(Data extracted from a collection)
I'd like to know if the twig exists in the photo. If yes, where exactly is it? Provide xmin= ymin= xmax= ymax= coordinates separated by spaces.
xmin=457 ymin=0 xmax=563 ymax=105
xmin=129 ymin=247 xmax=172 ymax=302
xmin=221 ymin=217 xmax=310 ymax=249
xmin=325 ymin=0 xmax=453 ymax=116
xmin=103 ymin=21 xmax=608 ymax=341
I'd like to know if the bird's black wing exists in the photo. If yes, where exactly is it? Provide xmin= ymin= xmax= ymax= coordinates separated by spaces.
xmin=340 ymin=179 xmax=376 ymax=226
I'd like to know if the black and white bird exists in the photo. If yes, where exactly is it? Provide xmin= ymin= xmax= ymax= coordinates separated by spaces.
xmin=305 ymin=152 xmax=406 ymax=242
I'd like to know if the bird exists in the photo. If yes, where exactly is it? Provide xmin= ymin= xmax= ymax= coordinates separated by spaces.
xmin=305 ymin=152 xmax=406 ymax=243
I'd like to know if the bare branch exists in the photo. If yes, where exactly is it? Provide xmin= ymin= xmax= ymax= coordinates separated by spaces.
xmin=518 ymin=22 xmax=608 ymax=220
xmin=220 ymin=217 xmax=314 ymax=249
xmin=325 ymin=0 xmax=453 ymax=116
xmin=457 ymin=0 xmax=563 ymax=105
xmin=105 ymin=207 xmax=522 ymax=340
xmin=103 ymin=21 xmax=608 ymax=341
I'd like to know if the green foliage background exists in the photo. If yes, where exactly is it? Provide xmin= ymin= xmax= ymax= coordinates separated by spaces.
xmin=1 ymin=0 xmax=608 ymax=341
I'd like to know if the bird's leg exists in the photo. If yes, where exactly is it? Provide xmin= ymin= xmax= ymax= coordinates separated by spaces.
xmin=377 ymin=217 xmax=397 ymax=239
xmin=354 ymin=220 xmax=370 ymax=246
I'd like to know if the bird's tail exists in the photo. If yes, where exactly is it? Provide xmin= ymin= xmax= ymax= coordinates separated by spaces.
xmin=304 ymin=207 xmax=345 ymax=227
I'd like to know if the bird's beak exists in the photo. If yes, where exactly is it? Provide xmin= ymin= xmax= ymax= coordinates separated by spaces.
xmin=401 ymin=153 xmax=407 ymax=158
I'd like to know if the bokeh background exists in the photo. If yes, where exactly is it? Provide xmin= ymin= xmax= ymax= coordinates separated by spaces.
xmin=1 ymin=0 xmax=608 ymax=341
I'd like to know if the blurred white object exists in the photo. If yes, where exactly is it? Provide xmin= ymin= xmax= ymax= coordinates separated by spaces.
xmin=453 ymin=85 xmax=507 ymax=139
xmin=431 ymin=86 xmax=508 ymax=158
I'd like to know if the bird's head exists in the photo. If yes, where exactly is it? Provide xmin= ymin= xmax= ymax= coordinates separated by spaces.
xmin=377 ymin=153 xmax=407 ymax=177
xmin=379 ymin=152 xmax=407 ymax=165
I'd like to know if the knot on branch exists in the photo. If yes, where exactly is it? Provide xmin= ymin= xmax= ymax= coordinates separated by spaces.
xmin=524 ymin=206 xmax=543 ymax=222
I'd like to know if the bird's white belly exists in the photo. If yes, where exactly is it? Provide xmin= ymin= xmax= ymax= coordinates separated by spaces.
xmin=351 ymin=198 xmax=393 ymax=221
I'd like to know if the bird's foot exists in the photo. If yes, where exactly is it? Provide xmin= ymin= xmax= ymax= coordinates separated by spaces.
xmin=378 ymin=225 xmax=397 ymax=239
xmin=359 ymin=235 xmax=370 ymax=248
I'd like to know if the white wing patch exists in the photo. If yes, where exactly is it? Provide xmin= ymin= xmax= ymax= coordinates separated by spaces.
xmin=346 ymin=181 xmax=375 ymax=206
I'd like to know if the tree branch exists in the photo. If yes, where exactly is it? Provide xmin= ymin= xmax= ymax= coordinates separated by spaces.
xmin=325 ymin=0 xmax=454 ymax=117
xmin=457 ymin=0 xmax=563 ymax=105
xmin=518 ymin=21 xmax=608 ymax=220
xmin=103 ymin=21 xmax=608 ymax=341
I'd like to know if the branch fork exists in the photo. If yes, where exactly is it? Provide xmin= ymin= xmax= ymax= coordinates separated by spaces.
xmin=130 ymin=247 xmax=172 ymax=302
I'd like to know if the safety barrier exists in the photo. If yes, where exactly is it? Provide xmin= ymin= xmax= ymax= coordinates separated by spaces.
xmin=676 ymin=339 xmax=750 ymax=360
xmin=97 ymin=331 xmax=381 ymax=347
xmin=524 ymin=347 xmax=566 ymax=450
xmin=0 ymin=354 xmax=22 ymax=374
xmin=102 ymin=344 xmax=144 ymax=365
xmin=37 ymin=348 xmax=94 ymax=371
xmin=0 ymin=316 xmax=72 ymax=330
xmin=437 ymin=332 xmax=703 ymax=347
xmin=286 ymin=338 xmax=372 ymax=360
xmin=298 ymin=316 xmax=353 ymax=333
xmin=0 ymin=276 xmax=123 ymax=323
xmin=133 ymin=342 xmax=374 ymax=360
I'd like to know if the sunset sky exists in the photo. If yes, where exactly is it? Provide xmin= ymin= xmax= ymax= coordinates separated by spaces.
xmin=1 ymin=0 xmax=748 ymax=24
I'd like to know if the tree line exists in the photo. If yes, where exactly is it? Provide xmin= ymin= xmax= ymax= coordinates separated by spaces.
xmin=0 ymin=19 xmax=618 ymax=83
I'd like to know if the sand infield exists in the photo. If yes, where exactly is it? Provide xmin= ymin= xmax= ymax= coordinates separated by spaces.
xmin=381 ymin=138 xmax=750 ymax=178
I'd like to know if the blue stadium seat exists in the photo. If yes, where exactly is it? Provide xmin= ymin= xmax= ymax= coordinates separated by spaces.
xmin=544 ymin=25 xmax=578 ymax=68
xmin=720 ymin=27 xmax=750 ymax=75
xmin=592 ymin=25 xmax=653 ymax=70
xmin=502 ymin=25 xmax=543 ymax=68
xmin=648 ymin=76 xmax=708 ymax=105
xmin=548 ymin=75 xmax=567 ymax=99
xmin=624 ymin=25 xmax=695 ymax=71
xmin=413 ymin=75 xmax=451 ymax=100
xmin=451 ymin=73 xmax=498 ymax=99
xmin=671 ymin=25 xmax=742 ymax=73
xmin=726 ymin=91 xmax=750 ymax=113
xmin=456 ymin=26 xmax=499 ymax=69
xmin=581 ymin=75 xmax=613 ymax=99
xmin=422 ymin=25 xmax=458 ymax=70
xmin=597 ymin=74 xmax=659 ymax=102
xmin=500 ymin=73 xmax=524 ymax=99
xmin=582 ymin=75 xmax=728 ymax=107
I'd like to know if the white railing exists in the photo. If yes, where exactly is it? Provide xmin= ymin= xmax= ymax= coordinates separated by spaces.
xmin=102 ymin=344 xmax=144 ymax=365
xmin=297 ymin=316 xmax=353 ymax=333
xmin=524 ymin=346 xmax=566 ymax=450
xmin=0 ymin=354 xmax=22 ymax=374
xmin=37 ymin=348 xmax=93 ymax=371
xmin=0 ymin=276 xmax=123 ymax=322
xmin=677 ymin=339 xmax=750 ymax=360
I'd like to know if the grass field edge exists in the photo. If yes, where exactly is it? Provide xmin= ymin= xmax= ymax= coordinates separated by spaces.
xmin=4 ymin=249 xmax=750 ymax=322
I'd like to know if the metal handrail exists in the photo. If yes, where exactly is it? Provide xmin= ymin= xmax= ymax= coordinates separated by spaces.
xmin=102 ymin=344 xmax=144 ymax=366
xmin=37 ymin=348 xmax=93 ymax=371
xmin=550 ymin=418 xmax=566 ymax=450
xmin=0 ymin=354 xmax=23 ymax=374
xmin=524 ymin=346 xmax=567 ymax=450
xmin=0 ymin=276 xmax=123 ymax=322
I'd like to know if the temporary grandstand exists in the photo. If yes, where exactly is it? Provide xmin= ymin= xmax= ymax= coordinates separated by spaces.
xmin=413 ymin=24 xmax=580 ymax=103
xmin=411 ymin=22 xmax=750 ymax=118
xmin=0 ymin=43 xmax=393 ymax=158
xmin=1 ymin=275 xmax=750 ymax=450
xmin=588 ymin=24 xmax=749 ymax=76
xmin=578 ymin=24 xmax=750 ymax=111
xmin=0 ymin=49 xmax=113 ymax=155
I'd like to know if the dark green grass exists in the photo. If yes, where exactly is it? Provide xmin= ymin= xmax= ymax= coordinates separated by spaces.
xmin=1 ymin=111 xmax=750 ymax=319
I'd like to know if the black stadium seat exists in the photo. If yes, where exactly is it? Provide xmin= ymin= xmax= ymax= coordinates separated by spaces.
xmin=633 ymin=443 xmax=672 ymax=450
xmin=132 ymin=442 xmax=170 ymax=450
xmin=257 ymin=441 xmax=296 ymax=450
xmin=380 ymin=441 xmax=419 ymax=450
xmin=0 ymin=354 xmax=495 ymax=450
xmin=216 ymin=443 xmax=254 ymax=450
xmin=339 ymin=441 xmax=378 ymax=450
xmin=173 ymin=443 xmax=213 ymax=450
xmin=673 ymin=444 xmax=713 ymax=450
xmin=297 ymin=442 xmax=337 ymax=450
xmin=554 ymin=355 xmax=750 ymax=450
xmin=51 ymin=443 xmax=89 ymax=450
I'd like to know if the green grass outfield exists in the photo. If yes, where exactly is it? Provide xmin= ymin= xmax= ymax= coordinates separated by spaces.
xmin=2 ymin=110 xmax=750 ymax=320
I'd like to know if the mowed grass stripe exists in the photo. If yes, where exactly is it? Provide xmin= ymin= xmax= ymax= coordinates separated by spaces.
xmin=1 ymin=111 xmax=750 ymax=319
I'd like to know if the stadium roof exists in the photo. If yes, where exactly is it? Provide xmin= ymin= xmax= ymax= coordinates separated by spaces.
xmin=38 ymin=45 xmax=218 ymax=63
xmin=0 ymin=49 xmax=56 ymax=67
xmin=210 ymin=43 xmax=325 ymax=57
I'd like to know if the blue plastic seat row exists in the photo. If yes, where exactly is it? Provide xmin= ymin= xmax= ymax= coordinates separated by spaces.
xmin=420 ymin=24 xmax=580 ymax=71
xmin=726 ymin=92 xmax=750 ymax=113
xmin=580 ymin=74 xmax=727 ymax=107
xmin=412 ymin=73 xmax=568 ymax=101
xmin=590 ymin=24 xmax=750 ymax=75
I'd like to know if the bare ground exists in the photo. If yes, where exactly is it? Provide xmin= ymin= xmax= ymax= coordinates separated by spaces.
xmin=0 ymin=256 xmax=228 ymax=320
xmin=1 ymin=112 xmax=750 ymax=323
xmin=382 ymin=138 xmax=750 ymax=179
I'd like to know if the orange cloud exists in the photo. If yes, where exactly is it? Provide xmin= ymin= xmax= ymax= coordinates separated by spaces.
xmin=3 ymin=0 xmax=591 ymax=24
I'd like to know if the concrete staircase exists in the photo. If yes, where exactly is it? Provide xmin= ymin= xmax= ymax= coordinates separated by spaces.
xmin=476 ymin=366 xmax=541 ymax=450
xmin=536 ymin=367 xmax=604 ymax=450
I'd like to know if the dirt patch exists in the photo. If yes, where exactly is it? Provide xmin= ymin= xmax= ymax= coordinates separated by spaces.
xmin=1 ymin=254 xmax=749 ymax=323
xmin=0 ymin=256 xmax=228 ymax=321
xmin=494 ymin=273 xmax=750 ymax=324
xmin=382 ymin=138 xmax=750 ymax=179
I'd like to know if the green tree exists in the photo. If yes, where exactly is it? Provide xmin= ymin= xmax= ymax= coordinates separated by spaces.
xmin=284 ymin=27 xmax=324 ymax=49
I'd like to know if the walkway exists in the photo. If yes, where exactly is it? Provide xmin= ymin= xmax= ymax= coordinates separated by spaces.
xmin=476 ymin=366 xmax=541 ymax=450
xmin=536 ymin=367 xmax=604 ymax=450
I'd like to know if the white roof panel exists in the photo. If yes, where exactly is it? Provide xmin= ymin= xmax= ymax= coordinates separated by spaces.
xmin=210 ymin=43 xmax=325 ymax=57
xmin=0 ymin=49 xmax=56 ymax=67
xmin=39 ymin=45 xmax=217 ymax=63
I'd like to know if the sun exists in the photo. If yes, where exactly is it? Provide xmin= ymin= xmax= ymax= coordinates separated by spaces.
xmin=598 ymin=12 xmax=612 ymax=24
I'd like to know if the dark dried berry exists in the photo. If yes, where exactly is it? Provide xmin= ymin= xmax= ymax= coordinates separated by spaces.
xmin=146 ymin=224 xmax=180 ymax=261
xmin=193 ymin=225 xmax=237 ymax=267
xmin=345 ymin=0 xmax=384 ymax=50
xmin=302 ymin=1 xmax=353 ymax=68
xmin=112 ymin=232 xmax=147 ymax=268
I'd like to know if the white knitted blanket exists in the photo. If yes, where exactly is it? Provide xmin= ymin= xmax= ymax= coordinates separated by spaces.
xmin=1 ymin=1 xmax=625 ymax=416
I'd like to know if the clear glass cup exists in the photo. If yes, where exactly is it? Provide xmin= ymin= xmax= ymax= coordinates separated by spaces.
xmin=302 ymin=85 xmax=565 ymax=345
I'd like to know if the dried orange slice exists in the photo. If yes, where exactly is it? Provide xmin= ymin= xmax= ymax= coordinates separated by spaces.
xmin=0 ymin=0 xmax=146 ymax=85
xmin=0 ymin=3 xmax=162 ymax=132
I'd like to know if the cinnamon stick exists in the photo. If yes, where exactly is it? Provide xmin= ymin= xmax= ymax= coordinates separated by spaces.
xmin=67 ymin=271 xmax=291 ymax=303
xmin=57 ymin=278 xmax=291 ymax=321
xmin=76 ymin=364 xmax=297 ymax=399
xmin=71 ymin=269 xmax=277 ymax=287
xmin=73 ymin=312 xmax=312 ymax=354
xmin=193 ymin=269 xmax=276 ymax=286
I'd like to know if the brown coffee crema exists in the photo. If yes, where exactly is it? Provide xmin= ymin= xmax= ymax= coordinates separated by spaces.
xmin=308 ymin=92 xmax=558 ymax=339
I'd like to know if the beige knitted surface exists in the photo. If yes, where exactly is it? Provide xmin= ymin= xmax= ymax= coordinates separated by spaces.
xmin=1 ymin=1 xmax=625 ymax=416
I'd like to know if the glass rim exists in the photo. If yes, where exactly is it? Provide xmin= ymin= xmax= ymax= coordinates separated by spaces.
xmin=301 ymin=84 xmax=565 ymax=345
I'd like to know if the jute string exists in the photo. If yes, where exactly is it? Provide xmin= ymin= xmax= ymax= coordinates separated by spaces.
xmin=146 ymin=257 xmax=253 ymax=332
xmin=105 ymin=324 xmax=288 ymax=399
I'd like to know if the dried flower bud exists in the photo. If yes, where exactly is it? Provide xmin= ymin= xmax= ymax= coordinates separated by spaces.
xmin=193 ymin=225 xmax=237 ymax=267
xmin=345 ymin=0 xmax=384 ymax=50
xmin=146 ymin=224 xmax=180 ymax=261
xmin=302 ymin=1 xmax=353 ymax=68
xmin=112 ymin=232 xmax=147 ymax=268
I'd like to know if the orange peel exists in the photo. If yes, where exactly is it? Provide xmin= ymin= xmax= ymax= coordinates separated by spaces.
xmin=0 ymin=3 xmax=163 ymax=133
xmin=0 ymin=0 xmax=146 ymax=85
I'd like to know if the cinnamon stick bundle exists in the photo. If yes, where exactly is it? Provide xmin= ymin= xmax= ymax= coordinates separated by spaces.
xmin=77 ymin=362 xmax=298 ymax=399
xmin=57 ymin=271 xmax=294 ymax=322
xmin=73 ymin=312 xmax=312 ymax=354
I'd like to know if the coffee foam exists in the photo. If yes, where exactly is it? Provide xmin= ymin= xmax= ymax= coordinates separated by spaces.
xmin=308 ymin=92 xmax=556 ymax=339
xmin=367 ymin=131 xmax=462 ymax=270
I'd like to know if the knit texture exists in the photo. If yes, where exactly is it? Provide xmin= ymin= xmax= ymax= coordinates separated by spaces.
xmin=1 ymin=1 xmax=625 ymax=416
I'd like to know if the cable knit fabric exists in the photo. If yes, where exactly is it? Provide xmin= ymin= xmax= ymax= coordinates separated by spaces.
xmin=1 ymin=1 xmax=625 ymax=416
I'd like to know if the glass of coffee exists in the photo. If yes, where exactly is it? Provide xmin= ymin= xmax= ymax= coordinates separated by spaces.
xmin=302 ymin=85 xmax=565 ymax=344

* [WORK REQUEST]: Only the lines from the one that contains "I'd like to know if the cinnamon stick bundle" to the end of the entries above should be given again, exactly and in full.

* [ANSWER FOR THIS EXERCISE]:
I'd like to know if the cinnamon stick bundle exists in the photo. If yes, where exactly is it? Provide xmin= ymin= xmax= ymax= coordinates separated by spaces.
xmin=77 ymin=362 xmax=298 ymax=399
xmin=57 ymin=271 xmax=294 ymax=322
xmin=73 ymin=312 xmax=312 ymax=354
I'd like to know if the coffee foam exists in the photo. If yes, where exactly is it? Provide xmin= ymin= xmax= ymax= coordinates separated by spaces.
xmin=308 ymin=92 xmax=556 ymax=339
xmin=367 ymin=131 xmax=462 ymax=270
I'd like to know if the knit texture exists in the photo. If yes, where exactly is it? Provide xmin= ymin= xmax= ymax= coordinates separated by spaces.
xmin=1 ymin=1 xmax=625 ymax=416
I'd like to know if the cable knit fabric exists in the photo. If yes, where exactly is it? Provide xmin= ymin= xmax= ymax= coordinates separated by spaces.
xmin=1 ymin=1 xmax=625 ymax=416
I'd like to know if the glass of coffee exists in the photo. If yes, where exactly is it? Provide xmin= ymin= xmax= ymax= coordinates separated by spaces.
xmin=302 ymin=85 xmax=565 ymax=344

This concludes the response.